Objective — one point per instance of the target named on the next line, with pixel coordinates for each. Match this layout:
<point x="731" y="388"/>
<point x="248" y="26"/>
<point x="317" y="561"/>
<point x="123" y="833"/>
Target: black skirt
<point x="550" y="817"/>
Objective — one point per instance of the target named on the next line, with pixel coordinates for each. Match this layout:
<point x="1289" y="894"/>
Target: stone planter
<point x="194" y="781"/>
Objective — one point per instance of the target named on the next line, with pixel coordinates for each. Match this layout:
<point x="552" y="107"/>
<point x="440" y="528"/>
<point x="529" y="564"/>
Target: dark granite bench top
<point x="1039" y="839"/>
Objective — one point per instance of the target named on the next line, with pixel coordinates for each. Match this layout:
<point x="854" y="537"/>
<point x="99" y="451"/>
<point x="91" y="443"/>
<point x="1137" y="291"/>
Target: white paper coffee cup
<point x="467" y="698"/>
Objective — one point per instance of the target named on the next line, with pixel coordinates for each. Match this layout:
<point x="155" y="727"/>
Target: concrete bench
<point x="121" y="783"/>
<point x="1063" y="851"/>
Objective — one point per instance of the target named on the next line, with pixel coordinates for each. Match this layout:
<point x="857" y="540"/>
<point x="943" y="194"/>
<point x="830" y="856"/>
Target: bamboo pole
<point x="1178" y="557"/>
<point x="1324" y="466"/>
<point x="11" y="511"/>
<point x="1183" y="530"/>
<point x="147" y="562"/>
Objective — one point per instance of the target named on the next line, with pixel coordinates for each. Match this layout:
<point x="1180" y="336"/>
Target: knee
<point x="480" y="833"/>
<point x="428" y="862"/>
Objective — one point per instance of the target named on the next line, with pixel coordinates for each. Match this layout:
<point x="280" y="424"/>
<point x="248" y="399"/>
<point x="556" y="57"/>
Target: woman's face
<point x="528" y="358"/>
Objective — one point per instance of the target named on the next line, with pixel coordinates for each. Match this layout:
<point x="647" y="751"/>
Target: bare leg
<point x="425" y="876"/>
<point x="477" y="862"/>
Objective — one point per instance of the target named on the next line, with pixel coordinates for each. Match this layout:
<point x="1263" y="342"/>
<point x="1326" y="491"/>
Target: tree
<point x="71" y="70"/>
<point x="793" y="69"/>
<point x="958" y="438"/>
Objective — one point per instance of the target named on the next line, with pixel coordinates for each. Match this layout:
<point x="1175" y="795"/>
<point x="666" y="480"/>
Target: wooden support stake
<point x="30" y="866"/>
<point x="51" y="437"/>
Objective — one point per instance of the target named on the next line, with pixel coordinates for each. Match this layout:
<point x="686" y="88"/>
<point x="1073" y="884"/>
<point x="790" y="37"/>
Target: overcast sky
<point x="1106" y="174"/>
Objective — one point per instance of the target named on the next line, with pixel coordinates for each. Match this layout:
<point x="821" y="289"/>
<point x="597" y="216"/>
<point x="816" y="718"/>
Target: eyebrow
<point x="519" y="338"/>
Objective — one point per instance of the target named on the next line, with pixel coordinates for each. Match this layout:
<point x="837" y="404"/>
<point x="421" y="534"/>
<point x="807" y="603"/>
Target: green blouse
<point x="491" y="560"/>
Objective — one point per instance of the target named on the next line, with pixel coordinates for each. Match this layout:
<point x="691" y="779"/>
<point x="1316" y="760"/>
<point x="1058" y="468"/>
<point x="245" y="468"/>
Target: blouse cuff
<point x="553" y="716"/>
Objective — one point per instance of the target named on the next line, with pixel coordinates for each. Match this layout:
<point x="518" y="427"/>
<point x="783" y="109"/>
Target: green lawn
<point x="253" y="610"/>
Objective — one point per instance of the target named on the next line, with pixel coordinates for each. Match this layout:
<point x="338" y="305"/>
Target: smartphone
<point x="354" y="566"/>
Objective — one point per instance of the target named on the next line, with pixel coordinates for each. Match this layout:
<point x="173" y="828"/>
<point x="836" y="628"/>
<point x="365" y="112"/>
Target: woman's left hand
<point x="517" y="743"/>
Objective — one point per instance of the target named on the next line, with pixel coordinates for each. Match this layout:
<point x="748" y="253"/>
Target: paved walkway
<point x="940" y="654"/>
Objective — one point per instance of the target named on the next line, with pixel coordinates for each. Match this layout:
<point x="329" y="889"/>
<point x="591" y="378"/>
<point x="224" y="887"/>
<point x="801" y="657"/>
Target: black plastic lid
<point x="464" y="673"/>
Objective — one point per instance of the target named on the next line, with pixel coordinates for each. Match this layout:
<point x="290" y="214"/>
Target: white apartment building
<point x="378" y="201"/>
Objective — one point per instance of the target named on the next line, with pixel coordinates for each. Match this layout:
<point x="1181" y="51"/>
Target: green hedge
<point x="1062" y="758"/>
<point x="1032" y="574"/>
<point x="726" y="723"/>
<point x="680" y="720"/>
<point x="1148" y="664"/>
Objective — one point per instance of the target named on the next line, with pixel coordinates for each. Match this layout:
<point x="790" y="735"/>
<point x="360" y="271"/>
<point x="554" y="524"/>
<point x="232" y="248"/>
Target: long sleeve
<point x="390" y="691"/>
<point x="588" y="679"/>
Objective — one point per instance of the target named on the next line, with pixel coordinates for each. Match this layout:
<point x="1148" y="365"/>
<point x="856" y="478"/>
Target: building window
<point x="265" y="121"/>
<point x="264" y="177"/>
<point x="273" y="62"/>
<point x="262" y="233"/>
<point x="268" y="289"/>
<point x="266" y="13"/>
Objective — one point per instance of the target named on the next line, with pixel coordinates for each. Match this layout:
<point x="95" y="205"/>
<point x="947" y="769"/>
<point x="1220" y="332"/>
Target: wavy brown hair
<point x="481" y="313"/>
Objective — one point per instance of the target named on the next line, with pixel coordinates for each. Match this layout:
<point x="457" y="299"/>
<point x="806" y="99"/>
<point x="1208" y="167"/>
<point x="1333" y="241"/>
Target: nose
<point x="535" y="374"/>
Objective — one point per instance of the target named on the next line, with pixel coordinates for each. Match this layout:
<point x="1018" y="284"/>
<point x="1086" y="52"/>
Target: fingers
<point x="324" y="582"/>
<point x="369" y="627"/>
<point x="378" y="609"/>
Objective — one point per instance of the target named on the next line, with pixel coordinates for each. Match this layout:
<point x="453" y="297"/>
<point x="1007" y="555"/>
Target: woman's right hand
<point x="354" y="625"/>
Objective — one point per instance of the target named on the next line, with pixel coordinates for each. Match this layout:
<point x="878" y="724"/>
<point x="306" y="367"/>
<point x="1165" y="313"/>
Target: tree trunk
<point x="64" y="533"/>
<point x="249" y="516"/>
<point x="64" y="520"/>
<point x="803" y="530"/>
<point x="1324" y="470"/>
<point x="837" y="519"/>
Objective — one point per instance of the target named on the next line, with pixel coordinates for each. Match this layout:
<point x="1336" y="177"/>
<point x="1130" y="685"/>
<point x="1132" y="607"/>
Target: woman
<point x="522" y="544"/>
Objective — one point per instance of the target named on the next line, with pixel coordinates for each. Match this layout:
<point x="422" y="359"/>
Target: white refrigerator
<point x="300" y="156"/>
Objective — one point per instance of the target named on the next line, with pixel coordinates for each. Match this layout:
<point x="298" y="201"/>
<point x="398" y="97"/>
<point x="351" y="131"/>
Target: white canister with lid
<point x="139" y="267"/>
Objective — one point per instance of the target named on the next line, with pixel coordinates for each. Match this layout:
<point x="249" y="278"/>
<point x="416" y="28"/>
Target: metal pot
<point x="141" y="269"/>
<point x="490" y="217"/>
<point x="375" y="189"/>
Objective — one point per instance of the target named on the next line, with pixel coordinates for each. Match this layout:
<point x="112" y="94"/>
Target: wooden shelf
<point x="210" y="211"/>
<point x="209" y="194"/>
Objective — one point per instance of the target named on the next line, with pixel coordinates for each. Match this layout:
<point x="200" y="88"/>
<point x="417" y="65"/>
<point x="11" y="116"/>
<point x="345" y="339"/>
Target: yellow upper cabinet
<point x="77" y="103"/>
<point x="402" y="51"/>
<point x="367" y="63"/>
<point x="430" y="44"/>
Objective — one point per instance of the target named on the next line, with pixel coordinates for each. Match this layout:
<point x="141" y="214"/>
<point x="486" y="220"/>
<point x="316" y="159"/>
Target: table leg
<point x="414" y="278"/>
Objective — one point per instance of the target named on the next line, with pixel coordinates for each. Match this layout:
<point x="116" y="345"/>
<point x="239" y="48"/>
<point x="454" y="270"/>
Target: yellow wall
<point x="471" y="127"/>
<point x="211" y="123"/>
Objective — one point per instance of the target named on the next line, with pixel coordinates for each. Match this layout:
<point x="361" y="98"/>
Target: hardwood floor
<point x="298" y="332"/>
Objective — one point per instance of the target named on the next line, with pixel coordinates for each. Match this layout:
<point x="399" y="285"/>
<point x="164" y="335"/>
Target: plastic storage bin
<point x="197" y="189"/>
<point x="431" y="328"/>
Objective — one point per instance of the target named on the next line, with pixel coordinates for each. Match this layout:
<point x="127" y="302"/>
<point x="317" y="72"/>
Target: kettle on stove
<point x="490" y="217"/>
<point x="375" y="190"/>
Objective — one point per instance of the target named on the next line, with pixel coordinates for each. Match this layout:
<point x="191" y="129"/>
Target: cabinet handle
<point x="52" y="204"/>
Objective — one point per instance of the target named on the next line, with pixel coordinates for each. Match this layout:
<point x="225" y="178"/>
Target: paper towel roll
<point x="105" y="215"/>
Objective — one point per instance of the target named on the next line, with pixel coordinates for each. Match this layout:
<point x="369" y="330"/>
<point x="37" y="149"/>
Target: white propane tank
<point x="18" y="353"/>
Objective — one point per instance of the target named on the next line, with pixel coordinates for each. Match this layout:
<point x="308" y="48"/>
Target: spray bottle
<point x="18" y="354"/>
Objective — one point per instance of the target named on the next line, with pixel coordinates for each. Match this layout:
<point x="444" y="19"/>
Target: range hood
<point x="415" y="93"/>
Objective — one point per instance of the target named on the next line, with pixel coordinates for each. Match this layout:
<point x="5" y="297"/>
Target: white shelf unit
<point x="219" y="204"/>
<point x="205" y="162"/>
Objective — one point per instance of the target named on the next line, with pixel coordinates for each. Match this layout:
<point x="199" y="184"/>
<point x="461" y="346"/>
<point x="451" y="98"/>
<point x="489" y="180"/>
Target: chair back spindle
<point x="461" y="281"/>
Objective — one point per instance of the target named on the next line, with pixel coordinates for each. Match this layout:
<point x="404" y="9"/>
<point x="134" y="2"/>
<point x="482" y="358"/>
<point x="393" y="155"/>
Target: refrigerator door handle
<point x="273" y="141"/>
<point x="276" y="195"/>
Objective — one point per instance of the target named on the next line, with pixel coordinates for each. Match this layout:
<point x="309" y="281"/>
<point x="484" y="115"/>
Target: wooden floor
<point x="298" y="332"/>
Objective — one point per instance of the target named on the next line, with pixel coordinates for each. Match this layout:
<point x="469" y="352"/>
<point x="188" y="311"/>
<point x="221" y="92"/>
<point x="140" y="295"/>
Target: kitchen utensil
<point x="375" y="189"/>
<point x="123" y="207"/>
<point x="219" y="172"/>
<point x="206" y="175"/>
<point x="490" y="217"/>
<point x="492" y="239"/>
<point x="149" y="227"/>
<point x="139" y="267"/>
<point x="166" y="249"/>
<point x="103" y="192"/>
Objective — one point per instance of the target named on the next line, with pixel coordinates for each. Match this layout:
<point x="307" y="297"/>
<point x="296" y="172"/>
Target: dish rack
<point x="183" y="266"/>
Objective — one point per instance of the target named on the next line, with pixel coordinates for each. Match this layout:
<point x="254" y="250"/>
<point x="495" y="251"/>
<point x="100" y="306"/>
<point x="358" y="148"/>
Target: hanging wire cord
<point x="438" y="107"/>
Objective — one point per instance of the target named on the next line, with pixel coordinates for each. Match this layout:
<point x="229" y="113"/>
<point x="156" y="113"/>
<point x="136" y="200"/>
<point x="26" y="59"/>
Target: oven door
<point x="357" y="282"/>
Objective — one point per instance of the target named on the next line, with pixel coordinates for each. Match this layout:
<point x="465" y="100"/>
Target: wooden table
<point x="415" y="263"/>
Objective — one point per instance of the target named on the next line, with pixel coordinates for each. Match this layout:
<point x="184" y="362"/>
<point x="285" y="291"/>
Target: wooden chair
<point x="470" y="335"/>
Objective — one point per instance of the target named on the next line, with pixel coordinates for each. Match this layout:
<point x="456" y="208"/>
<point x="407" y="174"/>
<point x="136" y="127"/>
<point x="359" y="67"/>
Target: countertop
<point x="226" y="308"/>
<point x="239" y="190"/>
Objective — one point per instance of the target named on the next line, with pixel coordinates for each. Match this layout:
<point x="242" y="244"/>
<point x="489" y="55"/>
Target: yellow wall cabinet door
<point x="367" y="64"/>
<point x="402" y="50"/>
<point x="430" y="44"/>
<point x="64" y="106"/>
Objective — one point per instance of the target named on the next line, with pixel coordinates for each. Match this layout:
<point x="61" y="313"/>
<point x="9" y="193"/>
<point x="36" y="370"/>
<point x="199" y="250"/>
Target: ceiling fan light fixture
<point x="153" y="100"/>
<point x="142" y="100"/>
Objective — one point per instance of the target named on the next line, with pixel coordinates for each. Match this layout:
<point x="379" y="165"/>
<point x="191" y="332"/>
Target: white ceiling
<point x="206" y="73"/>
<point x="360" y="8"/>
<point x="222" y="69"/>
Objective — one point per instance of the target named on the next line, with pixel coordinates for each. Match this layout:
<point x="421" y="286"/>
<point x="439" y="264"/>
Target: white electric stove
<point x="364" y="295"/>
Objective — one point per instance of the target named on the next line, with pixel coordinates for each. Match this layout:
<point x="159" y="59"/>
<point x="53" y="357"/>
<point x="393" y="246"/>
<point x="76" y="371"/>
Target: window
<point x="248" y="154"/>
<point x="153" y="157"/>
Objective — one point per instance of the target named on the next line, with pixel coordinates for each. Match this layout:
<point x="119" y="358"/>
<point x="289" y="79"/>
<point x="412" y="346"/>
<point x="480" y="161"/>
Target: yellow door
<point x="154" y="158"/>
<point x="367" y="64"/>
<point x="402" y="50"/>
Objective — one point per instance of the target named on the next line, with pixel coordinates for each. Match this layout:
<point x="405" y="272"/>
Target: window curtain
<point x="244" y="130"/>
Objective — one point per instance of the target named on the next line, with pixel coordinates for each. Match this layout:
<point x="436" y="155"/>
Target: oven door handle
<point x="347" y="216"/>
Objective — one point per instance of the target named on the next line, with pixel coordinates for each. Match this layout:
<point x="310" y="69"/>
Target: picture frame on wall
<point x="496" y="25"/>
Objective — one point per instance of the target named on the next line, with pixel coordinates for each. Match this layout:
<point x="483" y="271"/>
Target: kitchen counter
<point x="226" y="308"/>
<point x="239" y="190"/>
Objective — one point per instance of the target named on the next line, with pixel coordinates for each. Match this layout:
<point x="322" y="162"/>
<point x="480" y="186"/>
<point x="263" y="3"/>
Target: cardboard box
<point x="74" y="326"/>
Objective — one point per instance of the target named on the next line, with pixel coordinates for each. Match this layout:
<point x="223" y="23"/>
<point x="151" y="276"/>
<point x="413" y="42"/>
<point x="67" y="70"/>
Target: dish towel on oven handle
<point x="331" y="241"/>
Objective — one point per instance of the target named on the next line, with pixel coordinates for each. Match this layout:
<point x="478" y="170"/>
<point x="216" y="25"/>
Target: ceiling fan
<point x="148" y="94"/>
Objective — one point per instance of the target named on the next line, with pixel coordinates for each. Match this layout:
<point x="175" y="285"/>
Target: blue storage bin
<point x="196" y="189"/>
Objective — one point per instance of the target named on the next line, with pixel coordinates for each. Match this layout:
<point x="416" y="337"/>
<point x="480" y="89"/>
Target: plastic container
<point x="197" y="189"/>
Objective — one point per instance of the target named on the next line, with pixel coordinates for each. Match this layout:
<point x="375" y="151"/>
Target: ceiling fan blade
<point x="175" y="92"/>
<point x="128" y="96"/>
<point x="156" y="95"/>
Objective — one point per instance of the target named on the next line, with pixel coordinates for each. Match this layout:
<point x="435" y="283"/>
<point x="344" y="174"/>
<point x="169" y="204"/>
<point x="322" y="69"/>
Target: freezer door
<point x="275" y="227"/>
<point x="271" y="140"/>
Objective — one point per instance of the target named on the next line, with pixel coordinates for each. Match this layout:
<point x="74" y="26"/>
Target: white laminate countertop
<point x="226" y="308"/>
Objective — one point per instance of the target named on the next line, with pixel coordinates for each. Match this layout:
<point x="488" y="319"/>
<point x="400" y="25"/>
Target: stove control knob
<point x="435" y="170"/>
--------
Assignment:
In the records above, locate the line that contains "Target: ceiling fan blade". Repeat it and every line after it, exactly, and nothing else.

Expected answer:
Target: ceiling fan blade
<point x="175" y="92"/>
<point x="128" y="96"/>
<point x="156" y="95"/>
Objective — one point per instance of the target named on the next line, with pixel coordinates for each. Match this layout:
<point x="435" y="283"/>
<point x="344" y="174"/>
<point x="169" y="204"/>
<point x="322" y="69"/>
Target: freezer door
<point x="275" y="227"/>
<point x="271" y="140"/>
Objective — one point per instance of the target named on the next line, with pixel coordinates for each. Match this layout:
<point x="74" y="26"/>
Target: white laminate countertop
<point x="226" y="308"/>
Objective — one point per instance of the target named on the next line, with pixel coordinates for each. Match this layout:
<point x="488" y="319"/>
<point x="400" y="25"/>
Target: stove control knob
<point x="435" y="170"/>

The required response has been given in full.